▶ _RECORDS TO PROCESS_
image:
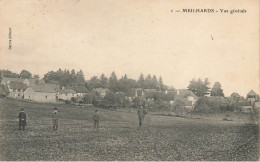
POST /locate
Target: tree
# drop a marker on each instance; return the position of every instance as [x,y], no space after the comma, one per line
[25,74]
[216,90]
[140,82]
[155,83]
[113,85]
[104,81]
[94,82]
[148,84]
[161,85]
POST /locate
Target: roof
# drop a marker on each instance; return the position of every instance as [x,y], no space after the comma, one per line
[3,89]
[132,92]
[17,85]
[252,93]
[183,93]
[32,81]
[81,89]
[48,88]
[68,90]
[13,79]
[100,90]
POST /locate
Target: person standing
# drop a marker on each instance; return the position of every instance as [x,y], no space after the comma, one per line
[55,118]
[96,119]
[141,113]
[22,119]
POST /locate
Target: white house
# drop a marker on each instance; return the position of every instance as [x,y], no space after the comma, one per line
[67,94]
[6,81]
[16,89]
[42,93]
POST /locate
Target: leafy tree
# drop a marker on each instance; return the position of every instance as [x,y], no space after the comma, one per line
[148,83]
[161,85]
[217,90]
[104,81]
[155,83]
[113,85]
[140,82]
[25,74]
[94,82]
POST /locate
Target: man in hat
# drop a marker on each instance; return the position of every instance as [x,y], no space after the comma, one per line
[55,118]
[96,119]
[22,119]
[141,113]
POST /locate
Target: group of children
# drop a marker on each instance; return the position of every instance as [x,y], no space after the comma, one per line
[55,117]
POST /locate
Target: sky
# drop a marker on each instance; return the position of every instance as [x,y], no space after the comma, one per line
[134,37]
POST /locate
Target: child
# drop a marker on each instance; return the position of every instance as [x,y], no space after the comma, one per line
[22,119]
[55,118]
[96,119]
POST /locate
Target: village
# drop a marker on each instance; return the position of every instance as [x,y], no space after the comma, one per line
[159,97]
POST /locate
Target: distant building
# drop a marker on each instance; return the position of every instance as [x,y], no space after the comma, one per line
[186,96]
[42,93]
[67,93]
[252,97]
[81,91]
[28,82]
[102,91]
[16,89]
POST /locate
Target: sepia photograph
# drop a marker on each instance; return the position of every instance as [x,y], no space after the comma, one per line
[129,80]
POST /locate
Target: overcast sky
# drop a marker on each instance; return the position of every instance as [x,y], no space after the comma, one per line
[135,37]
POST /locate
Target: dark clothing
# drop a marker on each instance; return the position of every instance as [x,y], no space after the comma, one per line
[96,120]
[55,117]
[22,120]
[96,123]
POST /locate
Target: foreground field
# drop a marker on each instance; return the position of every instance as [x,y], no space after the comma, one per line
[119,138]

▶ _ABOUT THIS TASK_
I'd like the material above repeated exactly, with the pictures omitted.

▶ _EXERCISE RESPONSE_
image:
POST /locate
Target: tree
# drop a marker on each instance; return the position of every instance as [x,y], no space after the comma, one per line
[25,74]
[216,90]
[140,82]
[155,83]
[113,85]
[104,81]
[94,82]
[148,84]
[161,85]
POST /locate
Target: roof
# drop a marker on each instance; return the position of every instance as [x,y], no space after the comma, one per line
[3,89]
[132,92]
[17,85]
[252,93]
[183,93]
[32,81]
[81,89]
[48,88]
[68,90]
[13,79]
[100,90]
POST /locate
Target: person standing
# drop a marker on each instance; return the position of every instance as [x,y], no space after the comma, one per line
[55,118]
[96,119]
[141,113]
[22,119]
POST /locate
Target: white house
# drop a marker on each instance; return the position of every instance as [x,y], no space after the comma, one per line
[67,94]
[6,81]
[16,89]
[42,93]
POST /locate
Target: leafy tree
# drop a marker on each instance; return the position of every instance as [x,y], no space after the comma, one per line
[148,83]
[161,85]
[217,90]
[104,81]
[155,83]
[113,85]
[140,82]
[25,74]
[94,82]
POST /locate
Target: man in hat
# drop a marker on each instance; return the position of every instance as [x,y], no space after the comma, one per line
[55,118]
[96,119]
[22,119]
[141,113]
POST /locate
Target: group of children
# drop a marker on each instance; return the position of every instance as [x,y], no space after the comma, one per line
[55,117]
POST /locate
Target: sky
# drop a marker on each instance; return the position of every instance as [x,y], no space after the comma, one per line
[134,37]
POST /locate
Target: child
# drop a marker on each instance; return the position of every instance as [x,y], no space after the comma, one per line
[22,119]
[55,118]
[96,119]
POST /locate
Target: village
# drop a marker on each instance; return the position of every instance as [x,y], no space after the comma, one per line
[159,97]
POST /locate
Target: distant building
# drop a marker on each instance; return the position of every instance as [x,y], no space after the comma, one per line
[186,96]
[42,93]
[67,93]
[252,97]
[81,91]
[28,82]
[102,91]
[16,89]
POST /locate
Target: sepia photograph
# drop a marker on each instance; return the position of every instance as [x,y], no space after the comma, one per line
[129,80]
POST /locate
Target: overcast sky
# drop a marker on each instance; return the position of every instance as [x,y], no space after the comma, one per line
[135,37]
POST /locate
Target: dark clothing
# drop a marker on each instance; return the position of every instance as [x,y], no space after the comma, one per line
[96,120]
[55,117]
[22,120]
[96,123]
POST /locate
Target: foreground field
# drop a marker on each instance; return the position of every instance as [x,y], no space after the comma, one per line
[119,138]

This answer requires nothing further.